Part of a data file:
+++++
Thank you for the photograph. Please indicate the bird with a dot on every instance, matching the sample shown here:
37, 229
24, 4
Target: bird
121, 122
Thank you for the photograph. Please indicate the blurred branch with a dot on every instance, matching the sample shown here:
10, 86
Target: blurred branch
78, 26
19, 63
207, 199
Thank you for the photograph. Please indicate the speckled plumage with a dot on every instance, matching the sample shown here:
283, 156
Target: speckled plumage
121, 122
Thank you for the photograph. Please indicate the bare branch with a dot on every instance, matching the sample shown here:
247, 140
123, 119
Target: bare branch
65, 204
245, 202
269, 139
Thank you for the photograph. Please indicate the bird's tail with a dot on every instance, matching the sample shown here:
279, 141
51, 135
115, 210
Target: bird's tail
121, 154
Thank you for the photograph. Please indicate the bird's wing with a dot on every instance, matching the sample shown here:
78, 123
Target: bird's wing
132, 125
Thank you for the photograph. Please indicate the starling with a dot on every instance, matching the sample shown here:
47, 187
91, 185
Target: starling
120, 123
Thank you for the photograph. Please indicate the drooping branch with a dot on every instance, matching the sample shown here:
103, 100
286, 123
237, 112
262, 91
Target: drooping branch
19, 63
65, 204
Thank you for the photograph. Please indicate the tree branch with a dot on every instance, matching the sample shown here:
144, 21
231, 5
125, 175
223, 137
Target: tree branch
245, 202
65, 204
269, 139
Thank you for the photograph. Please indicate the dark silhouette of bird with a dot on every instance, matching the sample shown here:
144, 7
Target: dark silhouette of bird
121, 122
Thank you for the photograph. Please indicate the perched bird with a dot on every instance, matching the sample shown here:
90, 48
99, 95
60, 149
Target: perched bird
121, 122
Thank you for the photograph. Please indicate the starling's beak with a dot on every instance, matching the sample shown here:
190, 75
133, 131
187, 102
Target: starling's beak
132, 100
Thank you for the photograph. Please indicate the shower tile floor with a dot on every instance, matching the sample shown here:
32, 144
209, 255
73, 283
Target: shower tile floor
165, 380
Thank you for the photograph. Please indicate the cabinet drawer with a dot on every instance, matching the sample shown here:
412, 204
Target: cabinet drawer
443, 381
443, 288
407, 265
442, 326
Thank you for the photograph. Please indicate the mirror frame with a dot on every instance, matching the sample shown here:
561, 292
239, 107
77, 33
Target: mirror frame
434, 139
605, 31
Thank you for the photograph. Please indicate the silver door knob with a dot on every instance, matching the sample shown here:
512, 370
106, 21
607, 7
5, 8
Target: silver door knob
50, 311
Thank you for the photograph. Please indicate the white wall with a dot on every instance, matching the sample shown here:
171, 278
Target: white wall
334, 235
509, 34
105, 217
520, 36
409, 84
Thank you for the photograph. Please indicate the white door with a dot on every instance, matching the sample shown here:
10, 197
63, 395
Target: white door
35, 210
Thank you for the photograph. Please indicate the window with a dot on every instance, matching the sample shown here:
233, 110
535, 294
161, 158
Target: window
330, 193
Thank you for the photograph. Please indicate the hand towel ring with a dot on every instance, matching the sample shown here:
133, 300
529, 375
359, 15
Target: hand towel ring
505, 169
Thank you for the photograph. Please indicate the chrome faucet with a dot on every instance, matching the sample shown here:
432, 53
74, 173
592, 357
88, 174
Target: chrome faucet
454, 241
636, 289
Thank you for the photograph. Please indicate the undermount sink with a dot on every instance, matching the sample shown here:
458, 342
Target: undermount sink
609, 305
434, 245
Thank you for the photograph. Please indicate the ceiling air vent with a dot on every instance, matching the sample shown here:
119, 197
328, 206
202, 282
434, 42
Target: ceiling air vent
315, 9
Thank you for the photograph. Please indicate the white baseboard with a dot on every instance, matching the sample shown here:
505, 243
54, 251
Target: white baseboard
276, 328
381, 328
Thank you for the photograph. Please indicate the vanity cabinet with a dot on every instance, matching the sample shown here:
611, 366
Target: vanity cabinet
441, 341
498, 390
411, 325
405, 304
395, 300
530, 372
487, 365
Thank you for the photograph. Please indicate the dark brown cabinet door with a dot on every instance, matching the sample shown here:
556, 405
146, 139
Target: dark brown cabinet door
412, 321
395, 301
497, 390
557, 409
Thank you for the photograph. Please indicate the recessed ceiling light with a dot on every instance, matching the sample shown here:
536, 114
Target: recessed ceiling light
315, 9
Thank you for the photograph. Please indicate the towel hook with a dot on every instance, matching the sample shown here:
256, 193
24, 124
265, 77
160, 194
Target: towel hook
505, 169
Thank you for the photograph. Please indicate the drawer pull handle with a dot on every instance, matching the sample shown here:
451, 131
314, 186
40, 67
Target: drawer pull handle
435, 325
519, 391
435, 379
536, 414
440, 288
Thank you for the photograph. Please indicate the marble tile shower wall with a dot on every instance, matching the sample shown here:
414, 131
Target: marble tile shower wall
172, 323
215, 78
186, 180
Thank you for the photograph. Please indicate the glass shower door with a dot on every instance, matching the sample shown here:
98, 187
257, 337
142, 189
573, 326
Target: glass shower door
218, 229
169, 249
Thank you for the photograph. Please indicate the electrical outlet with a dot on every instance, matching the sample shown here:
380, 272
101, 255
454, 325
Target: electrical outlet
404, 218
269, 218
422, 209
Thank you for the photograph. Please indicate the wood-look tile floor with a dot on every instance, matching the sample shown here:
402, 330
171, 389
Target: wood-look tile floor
+++++
Rewrite the listing starting at the line that contains "Thank you for the photograph. Please indicate the electrical" and ending at the end of the listing, putting "power outlet" in place of "electrical outlet" and leaving everything else unchanged.

Thank you for the photograph. Please indicate the power outlet with a dot on every instance, matching the sample shown here:
380, 272
101, 255
454, 325
Target: power outlet
404, 218
269, 218
422, 209
Thank you for the photograph. Please indicate the wood-look tile floor with a dot on every instance, matching the sample shown here:
402, 330
171, 389
Target: wood-look tile floor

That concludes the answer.